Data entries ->
━━━━━━

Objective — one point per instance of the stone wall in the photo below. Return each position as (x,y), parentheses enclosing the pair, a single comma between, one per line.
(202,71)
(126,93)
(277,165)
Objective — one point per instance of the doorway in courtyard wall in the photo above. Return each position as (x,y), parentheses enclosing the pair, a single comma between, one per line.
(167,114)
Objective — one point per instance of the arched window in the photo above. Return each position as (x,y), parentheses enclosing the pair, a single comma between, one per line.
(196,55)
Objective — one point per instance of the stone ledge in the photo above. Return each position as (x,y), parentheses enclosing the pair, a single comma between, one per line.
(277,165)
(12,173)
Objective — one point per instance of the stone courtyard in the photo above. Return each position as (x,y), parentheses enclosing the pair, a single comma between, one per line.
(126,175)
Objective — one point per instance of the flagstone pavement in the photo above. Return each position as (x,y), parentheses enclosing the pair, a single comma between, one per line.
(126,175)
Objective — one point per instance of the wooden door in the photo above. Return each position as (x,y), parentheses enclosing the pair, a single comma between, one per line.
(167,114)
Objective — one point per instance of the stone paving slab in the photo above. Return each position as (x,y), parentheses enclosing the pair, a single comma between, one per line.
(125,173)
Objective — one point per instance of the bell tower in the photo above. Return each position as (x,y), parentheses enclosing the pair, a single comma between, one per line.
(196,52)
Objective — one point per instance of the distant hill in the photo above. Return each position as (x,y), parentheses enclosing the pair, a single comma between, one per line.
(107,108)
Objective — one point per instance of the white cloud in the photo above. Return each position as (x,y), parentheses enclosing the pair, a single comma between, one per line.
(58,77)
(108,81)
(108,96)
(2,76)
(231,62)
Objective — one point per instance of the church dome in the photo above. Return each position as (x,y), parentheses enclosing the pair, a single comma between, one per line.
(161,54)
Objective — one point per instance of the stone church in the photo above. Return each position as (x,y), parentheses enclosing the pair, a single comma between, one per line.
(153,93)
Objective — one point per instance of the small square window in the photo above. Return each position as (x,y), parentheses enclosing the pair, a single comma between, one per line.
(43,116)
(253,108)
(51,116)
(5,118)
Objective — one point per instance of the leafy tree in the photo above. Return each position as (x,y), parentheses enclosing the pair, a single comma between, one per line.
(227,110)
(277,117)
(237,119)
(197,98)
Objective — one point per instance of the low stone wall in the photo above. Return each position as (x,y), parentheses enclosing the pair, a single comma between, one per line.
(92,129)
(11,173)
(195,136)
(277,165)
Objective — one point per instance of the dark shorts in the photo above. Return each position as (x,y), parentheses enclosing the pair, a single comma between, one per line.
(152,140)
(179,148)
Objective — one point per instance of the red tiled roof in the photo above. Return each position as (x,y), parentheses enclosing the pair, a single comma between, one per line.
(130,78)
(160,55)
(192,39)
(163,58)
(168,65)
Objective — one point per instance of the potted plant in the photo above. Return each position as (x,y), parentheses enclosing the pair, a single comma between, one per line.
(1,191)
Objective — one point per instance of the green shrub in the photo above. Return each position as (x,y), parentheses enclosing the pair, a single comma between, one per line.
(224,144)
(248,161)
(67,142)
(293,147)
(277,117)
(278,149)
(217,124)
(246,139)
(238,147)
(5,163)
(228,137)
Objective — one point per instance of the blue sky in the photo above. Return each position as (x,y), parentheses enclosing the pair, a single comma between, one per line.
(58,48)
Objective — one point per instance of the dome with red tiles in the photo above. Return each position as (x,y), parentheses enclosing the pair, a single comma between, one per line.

━━━━━━

Brief -> Retype all the material above precisely, with no line left out.

Exercise result ->
Objective — one point per instance of the stone wall in the photo below. Return each position as (x,y), parentheses enclosing the pair, a single comma between, one per line.
(202,71)
(126,93)
(277,165)
Objective — one point per instance of the doorway in courtyard wall in the photo above. Return each position as (x,y), parentheses enclosing the pair, a single comma between, one per line.
(167,114)
Objective — one point per instance of the arched window in the photo above. Return each position as (x,y), parentheses enclosing the pair, a single comma between, one per line.
(196,55)
Objective — one point per instance of the stone ledge in the photo above. Return each position as (x,y), parentheses enclosing the pair, a single comma between, one per line.
(277,165)
(12,173)
Objective — one point per instance of the stone courtyard in the photo above. Return each position as (x,y), parentheses enclosing the pair, a single comma between, one per line.
(126,175)
Objective — one point per instance of the flagstone pavement in the photo above. Return each position as (x,y), parentheses enclosing the pair, a single comma between, one per line.
(126,175)
Objective — one point per instance of the wooden door in the photo above. Return each position as (x,y), parentheses enclosing the pair, a single comma between, one per line.
(167,114)
Objective — one point per instance of the stone paving slab in the photo above. Return each position as (x,y), parentheses enclosing the pair, a single comma between, one per line.
(125,173)
Objective — one point per instance of the bell tower in the photo above. Return each position as (x,y), parentheses enclosing the pair, a single comma between, one per line.
(196,52)
Objective — one point per instance of the distant hill in the photo above. Return each position as (x,y), parentheses enclosing the pair, a single comma between, one per line.
(107,108)
Objective — one point per instance of the white cloud in the photo above. Return each position as (x,y), parentheses enclosing the pair, a single comma between, one per line.
(58,77)
(108,81)
(108,96)
(2,76)
(231,62)
Objective — one point per instance of the church dome in the photo above. Return each position as (x,y), parentheses enclosing the pair, a single comma between, one per line.
(161,54)
Objective — one point per instance of the stone church in the photo above. Return each position as (x,y), parentheses enclosing the pair, a single comma between, one per line.
(153,93)
Objective — one point per instance of the small square window in the photo above. Return each position as (x,y), parentheses enclosing the pair, a single comma between, one per line.
(43,116)
(253,108)
(51,116)
(5,118)
Objective — one point per instance of the leafy tree in the photo above. Return each position as (x,y), parentheses enclosing the pair, a single comma between, one per line.
(227,110)
(277,117)
(237,119)
(197,98)
Objective — one point per instance of the low stone wall in the photo above. Return each position as (x,y), parentheses enclosing the pair, a single comma between, one per line.
(92,129)
(11,173)
(195,136)
(277,165)
Objective — one point per instance of the dark shorts in the photo above. Return each position as (x,y), parentheses enclosing the pair, a single comma between, one per line.
(152,140)
(179,148)
Objective — one point per instance of the red tiled roof in the photo above. Return each position as (x,y), parentheses enclosing the pair, a single comma between, one per line.
(130,78)
(160,55)
(192,39)
(163,58)
(168,65)
Objective — one point per instance of the potted plant in the photo above. Return each position as (x,y), parentheses enclosing the pair, a single comma between, one per line.
(1,191)
Objective — one point per instance of the green shrub in the photo above. Return each position as (x,y), parentheses enclosing the pair, a single comma between, one per line.
(224,144)
(248,161)
(67,142)
(293,147)
(277,117)
(278,149)
(217,124)
(246,139)
(238,147)
(5,163)
(228,137)
Objective — one point per instance of the blue sky in the photo above. Return each position as (x,y), parentheses enclosing the pair, a single comma between, one per line.
(58,48)
Objective — one point per instance of the dome with red tiles in the photo above. Return each position as (x,y), parentheses enclosing the pair, a single comma between, one per line.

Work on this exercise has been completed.